* Page extract *
* start *

Risks Related to the International Nature of Our Business
If more stringent labor laws become applicable to us or if our employees unionize, our profitability may be adversely affected.
Some of the geographies where we operate have stringent employee friendly labor legislation, including legislation that sets forth detailed procedures for dispute resolution, employee separation, provision of benefits or facilities to employees at employer’s costs as well as imposing financial obligations and other compliance on employers upon retrenchment. Though we are exempt from some of these labor laws at present under applicable exceptions in relevant jurisdictions, there can be no assurance that such laws will not become applicable to us in the future. If these labor laws become applicable to our employees, it may become difficult for us to maintain flexible human resource policies and attract and employ the numbers of sufficiently qualified candidates that we need or discharge employees for business or operational reasons, and our compensation expenses may increase significantly. Regulations in other countries in which we operate also regulate our relations with our employees.
During the quarter ended March 31, 2019, the Supreme Court of India clarified that certain allowances paid by an employer to an employee should be included in the definition of “basic wage” for the purposes of defined social security contribution plans. It still remains unclear whether the interpretation set out in the pronouncement has retrospective application. If applied retrospectively, the interpretation may result in a significant increase in contributions payable by the Company for past periods for certain of its India-based employees and could have a material adverse effect on our results of operations, financial condition and cash flows. Further, in September 2020, the Indian Parliament passed various consolidating labor codes, including the Code on Social Security, 2020 (the “Indian Social Security Code”) which aims to rationalize labor laws. The Indian Social Security Code has implications on defined social security contribution plans, provision of certain benefits or facilities to employees at employer’s costs and post-retirement benefits. Most specifically, it broadens the definition of an employee and wages and liberalizes the definition of “continuous period” for the purpose of determining employee benefits, amongst others and could have a material adverse effect on our results of operations, financial condition and cash flows.

* end *

* Provided records *
* start *

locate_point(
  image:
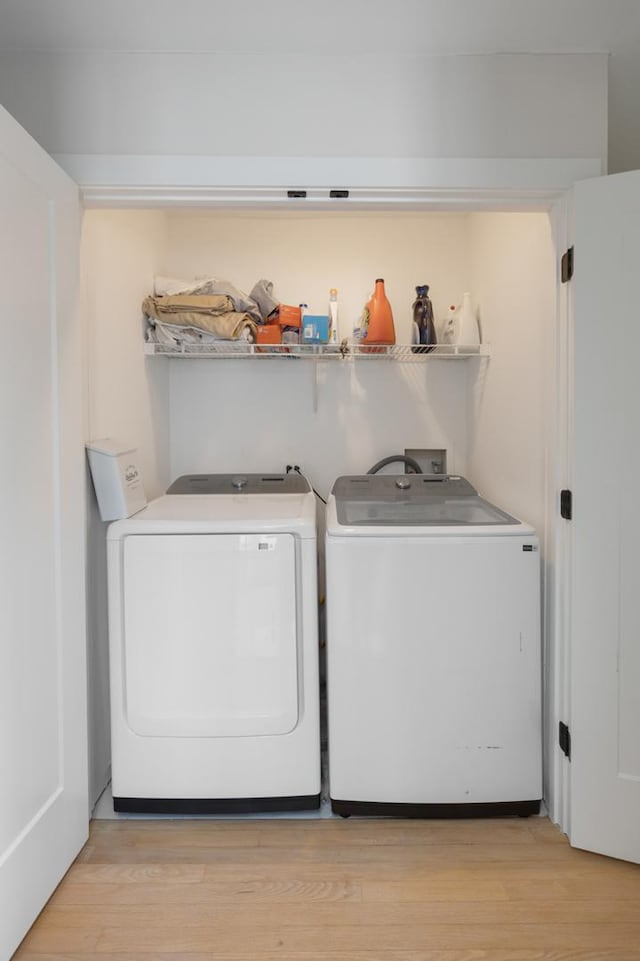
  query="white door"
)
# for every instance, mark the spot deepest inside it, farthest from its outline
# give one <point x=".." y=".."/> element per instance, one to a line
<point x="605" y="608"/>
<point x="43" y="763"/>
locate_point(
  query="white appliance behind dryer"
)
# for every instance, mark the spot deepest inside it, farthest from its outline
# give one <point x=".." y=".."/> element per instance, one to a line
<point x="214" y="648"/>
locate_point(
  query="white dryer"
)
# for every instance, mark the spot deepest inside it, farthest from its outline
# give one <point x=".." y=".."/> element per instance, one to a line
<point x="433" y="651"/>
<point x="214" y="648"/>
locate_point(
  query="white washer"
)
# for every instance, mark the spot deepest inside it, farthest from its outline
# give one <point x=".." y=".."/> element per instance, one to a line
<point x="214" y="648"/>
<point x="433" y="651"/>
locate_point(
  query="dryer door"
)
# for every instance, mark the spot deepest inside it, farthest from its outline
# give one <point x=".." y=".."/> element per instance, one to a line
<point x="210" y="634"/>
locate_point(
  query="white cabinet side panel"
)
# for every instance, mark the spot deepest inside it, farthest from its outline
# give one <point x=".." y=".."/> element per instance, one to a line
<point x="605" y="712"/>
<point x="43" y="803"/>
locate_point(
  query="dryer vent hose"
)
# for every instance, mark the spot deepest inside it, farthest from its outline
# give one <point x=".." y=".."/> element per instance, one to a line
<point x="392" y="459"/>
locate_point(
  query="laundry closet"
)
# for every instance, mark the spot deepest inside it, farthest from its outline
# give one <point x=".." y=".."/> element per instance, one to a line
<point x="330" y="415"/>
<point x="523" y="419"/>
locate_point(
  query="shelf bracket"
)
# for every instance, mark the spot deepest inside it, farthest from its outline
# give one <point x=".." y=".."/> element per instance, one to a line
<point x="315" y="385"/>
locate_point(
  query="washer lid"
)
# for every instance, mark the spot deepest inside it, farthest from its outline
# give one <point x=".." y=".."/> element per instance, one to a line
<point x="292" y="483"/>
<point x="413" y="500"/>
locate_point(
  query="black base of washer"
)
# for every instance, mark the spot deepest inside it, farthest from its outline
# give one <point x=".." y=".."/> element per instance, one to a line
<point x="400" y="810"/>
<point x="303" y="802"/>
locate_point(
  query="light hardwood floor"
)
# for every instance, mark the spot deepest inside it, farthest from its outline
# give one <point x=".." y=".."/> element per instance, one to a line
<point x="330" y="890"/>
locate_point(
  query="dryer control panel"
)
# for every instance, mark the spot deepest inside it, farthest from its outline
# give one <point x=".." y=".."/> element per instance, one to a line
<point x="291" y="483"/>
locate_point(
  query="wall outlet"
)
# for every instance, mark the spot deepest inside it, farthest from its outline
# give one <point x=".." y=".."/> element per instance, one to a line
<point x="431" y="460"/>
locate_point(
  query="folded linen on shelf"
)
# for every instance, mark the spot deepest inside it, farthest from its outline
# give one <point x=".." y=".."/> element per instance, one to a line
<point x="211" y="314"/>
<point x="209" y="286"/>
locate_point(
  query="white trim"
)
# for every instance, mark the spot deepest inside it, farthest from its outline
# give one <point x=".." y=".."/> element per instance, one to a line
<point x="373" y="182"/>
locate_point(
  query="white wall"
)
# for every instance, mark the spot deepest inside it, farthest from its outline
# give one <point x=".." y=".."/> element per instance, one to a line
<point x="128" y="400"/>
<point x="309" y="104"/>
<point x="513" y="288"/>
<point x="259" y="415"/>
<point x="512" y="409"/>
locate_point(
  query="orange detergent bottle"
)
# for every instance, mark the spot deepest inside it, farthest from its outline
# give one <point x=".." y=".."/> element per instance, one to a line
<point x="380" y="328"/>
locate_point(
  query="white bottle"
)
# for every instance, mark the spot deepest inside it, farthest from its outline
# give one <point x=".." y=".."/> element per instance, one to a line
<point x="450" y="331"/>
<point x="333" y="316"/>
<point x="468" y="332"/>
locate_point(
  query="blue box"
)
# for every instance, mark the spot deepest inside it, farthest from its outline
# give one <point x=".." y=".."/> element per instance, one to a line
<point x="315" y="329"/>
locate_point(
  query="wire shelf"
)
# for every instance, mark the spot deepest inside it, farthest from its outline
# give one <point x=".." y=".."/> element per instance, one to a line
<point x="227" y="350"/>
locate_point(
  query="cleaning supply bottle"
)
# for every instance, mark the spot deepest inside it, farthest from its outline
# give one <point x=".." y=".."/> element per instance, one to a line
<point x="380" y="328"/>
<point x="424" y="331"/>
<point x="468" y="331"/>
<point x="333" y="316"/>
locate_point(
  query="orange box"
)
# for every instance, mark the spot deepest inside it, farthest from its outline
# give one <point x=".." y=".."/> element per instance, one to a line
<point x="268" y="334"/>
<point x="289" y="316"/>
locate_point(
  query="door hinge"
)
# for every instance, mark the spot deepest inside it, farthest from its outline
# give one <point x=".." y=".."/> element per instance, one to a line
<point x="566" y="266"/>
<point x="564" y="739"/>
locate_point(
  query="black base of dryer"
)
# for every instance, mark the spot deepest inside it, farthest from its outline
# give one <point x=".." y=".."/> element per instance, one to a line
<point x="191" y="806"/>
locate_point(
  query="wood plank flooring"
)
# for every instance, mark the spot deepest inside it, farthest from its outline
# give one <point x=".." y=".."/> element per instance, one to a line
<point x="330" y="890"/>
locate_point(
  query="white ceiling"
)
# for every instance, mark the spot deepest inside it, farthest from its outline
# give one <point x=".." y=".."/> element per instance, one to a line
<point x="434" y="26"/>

* end *

* Required actions *
**a)** Answer the following from the labor-law risk text, one line each:
(i) In which period did the Supreme Court of India clarify what belongs in the definition of "basic wage"?
(ii) What is the full name of the code the text abbreviates as the "Indian Social Security Code"?
(iii) Under what provision is the company currently exempt from some labor laws?
**b)** Condense the paragraph of the labor-law risk text that begins "Some of the geographies where we operate" into a bulleted list that keeps its main facts.
**c)** Continue the labor-law risk text from the point at which it ends.

* Answers *
**a)**
(i) During the quarter ended March 31, 2019.
(ii) The Code on Social Security, 2020.
(iii) Under applicable exceptions in relevant jurisdictions.

**b)**
- Some geographies where the company operates have stringent, employee-friendly labor laws covering dispute resolution, employee separation, benefits or facilities provided at the employer's cost, and financial and compliance obligations upon retrenchment.
- The company is currently exempt from some of these laws under applicable exceptions, but there is no assurance they will not apply in the future.
- If they do apply, the company may find it difficult to keep flexible human resource policies, to attract and employ enough qualified candidates, or to discharge employees for business or operational reasons, and its compensation expenses may increase significantly.
- Regulations in other countries where the company operates also govern its relations with employees.

**c)**
In addition, our employees may in the future form unions. If employees at any of our operations centers become eligible for union membership, we may be required to raise wage levels or grant other benefits that could lead to an increase in our compensation expenses, or productivity at relevant operations centers may be adversely affected, resulting, in each case to possible adverse impacts on our profitability and cash flows.
The Government of India in the past few years has focused on the occupational health and safety concerns experienced by workers in the outsourcing industry. The introduction of legislation imposing restrictions on working hours or conditions of professionals in the outsourcing industry could have an adverse effect on our business, results of operations, cash flows and financial condition.
Our global operations subject us to significant labor and employment risks.
We may from time to time be subject to litigation or administrative actions resulting from claims against us by current or former employees, individually or as part of a class action, including for claims of wrongful termination, discrimination (including on grounds of nationality, ethnicity, race, faith, gender, marital status, age or disability), misclassification, redundancy payments described above, or other violations of labor laws, or other alleged conduct. If we are held liable for unpaid compensation, redundancy payments, statutory penalties, and other damages arising out of such actions and litigations, such liabilities could have a material adverse effect on our business, reputation, results of operations, financial condition and cash flows.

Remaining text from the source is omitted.